**GOAL:** Duplicate the entries starting at the line containing "Crowdworker instruction — please outline every black" and ending at the line containing "[553,442,592,461]", both included, and copy them without any change.

:: TASK INPUTS

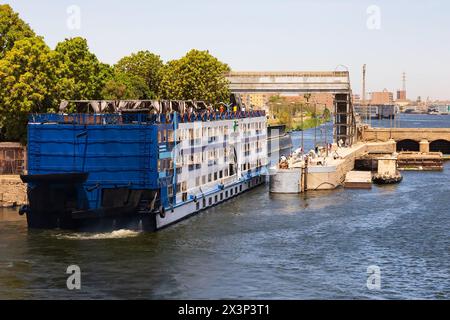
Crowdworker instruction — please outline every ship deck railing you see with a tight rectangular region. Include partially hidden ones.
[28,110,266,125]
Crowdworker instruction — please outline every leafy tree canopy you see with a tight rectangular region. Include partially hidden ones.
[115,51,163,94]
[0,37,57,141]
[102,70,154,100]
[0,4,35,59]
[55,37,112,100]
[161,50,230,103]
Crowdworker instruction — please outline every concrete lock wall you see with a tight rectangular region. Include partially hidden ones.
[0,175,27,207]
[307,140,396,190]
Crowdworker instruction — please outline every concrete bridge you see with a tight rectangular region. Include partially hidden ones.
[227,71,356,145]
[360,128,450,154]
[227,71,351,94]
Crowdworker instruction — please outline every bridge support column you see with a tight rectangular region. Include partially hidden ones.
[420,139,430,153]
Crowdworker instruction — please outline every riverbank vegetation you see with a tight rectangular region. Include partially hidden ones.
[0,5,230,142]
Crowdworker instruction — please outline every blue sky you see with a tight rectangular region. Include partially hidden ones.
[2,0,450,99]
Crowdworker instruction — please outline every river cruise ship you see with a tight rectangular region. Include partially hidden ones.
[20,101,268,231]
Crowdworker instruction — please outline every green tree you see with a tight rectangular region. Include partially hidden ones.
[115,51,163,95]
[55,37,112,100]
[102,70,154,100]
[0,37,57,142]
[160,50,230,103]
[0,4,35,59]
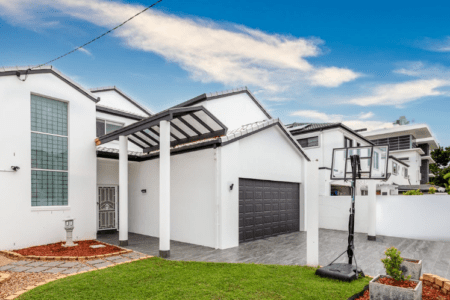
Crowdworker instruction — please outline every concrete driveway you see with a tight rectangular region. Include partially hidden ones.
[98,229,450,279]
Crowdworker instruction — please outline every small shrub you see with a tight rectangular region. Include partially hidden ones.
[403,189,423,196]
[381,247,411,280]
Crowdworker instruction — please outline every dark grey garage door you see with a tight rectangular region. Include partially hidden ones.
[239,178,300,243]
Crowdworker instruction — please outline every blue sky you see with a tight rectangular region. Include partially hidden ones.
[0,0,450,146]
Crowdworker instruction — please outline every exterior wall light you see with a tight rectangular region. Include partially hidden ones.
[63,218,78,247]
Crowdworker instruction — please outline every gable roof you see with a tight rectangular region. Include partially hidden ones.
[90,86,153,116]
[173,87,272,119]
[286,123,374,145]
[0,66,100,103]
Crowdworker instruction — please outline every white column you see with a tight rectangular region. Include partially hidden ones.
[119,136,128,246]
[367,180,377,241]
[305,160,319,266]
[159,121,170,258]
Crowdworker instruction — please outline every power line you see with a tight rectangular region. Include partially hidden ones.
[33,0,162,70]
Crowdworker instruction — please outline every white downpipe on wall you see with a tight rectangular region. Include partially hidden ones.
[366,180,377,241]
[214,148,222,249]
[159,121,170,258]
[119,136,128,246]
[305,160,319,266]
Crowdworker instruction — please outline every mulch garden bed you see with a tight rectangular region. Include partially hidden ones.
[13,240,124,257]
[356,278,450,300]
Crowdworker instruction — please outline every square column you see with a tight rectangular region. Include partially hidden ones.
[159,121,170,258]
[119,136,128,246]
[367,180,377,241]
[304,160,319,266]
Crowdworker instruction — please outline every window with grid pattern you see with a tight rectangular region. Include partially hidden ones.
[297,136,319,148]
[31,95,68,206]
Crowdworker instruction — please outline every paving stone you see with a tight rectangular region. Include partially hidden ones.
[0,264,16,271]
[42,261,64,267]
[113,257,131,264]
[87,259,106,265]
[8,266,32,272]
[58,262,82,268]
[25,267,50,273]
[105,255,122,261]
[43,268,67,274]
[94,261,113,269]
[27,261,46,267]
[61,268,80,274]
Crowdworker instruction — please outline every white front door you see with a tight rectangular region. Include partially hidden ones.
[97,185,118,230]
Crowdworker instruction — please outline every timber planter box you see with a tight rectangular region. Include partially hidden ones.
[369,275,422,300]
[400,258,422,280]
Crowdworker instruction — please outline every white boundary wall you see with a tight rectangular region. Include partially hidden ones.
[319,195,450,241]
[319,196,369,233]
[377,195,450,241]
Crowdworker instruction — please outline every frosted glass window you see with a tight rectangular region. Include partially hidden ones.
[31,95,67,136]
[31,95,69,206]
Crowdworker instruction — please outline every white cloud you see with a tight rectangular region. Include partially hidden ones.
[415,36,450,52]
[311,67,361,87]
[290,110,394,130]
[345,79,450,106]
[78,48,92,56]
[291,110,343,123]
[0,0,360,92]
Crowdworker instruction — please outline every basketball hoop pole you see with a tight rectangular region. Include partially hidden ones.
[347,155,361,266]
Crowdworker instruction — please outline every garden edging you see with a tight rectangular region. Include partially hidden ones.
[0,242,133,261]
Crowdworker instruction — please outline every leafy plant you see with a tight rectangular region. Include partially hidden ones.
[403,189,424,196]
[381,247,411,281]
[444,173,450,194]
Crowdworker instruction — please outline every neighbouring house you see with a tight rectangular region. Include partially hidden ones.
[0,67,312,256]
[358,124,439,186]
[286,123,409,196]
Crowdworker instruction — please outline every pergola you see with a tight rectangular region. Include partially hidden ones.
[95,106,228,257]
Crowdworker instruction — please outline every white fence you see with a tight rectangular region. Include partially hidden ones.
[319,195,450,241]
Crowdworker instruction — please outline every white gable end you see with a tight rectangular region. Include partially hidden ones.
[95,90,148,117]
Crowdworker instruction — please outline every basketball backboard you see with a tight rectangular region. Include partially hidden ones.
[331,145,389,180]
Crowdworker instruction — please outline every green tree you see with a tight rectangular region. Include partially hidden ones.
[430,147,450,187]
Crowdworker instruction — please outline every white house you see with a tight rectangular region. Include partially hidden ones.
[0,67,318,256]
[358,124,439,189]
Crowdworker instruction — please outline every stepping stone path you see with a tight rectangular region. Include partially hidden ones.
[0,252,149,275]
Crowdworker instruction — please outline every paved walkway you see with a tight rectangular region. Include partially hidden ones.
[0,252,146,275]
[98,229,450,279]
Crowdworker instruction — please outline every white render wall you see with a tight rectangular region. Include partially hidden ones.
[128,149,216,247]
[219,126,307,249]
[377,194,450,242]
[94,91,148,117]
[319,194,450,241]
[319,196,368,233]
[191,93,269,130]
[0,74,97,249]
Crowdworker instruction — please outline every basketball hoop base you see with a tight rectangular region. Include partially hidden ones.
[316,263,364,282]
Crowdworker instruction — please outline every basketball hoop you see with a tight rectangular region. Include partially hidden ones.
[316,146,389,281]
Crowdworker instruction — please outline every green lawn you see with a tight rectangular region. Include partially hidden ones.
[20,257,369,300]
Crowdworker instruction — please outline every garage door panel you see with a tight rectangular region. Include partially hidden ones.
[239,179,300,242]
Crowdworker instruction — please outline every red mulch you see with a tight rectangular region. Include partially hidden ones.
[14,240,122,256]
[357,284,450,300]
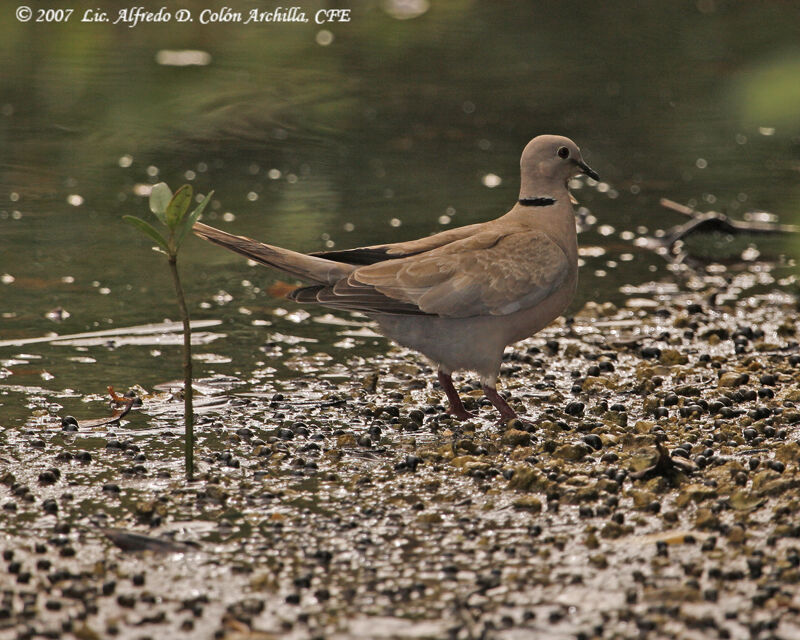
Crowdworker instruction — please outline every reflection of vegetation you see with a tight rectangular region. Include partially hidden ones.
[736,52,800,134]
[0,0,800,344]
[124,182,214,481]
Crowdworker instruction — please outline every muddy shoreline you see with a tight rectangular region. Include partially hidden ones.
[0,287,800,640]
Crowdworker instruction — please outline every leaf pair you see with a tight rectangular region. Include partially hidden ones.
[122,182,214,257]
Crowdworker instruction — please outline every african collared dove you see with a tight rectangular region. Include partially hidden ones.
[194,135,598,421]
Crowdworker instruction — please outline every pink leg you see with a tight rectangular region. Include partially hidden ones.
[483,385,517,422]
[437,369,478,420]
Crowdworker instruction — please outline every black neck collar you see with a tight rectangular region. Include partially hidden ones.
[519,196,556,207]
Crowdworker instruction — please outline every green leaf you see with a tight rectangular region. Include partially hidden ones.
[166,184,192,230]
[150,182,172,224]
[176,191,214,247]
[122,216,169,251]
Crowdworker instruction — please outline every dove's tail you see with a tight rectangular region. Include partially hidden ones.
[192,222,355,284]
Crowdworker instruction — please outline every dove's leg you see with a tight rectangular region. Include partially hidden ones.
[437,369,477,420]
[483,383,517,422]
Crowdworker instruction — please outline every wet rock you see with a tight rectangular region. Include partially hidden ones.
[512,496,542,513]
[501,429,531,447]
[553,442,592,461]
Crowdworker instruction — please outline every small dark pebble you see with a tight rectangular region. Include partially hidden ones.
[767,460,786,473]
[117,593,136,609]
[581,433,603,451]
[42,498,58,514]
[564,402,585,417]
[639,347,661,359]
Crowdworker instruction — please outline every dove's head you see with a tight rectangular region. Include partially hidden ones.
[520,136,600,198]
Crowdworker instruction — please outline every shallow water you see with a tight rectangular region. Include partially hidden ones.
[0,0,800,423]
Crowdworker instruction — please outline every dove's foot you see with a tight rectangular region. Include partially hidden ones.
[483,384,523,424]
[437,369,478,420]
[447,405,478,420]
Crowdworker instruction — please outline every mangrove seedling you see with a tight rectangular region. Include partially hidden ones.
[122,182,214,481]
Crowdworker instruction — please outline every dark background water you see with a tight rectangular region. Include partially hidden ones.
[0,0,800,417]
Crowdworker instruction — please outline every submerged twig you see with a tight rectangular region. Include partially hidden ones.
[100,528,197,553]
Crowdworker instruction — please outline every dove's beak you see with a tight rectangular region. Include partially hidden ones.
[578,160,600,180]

::::

**WRITTEN RESPONSE:**
Crowdworker instruction — please outline every black neck collar you see with a tight rectangular region. Include partially hidden ones.
[519,196,556,207]
Crowdworker instruction — please outline every green leaf you see with a tight rectangular region. Include partially hidden ones.
[166,184,192,230]
[150,182,172,224]
[176,191,214,247]
[122,216,169,251]
Crowdworker instruction — please outline every dove's tail you see with a tight rectangular region. Include partially hidden ones.
[192,222,355,284]
Crowdworker instruction — please outline every dove's leg you see with a tight rectangular region. Include partially hidden ones.
[437,369,477,420]
[483,383,517,422]
Crowdworker instruction — please outline every wet rock you see with a tight rectangular region. Include partially hidden ones.
[512,496,542,513]
[501,429,531,447]
[553,442,592,461]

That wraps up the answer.